=== Records supplied ===

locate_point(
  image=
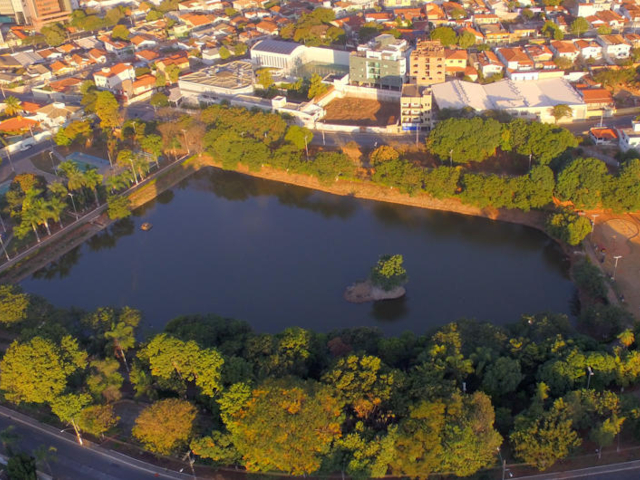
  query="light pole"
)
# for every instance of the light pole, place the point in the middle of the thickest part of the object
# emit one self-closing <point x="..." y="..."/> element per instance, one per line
<point x="186" y="144"/>
<point x="73" y="202"/>
<point x="4" y="249"/>
<point x="53" y="165"/>
<point x="615" y="266"/>
<point x="593" y="224"/>
<point x="10" y="162"/>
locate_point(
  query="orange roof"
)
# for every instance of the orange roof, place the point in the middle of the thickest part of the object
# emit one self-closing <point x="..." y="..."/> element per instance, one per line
<point x="30" y="107"/>
<point x="17" y="124"/>
<point x="604" y="133"/>
<point x="596" y="95"/>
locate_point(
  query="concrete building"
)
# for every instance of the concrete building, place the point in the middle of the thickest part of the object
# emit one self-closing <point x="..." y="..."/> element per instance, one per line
<point x="212" y="83"/>
<point x="427" y="63"/>
<point x="415" y="108"/>
<point x="286" y="56"/>
<point x="43" y="12"/>
<point x="532" y="99"/>
<point x="382" y="63"/>
<point x="629" y="137"/>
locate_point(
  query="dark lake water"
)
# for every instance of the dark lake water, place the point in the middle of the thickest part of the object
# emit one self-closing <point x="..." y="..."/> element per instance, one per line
<point x="277" y="256"/>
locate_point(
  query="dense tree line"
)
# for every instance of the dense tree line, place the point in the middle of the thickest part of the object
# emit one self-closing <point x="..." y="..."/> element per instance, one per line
<point x="350" y="400"/>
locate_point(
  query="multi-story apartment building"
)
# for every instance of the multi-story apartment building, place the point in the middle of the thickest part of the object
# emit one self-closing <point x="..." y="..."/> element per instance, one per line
<point x="427" y="63"/>
<point x="415" y="108"/>
<point x="42" y="12"/>
<point x="382" y="63"/>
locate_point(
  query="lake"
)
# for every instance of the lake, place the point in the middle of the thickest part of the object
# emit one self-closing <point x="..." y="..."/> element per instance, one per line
<point x="277" y="256"/>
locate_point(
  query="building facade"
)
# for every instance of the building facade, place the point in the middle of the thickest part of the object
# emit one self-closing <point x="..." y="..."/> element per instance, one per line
<point x="382" y="63"/>
<point x="427" y="63"/>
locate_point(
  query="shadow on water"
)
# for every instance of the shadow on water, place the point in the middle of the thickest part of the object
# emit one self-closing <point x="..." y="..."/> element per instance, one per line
<point x="61" y="267"/>
<point x="390" y="310"/>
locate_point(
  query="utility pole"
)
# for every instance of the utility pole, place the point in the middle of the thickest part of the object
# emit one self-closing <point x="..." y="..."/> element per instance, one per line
<point x="615" y="267"/>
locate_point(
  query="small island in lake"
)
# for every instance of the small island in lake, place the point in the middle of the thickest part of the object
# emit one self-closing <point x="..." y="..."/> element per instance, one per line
<point x="384" y="283"/>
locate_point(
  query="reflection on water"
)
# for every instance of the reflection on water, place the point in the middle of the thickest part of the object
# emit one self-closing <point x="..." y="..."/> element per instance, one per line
<point x="278" y="255"/>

===

Exercise prompt – State only the number of lines in these entries that contain "island".

Task response – 2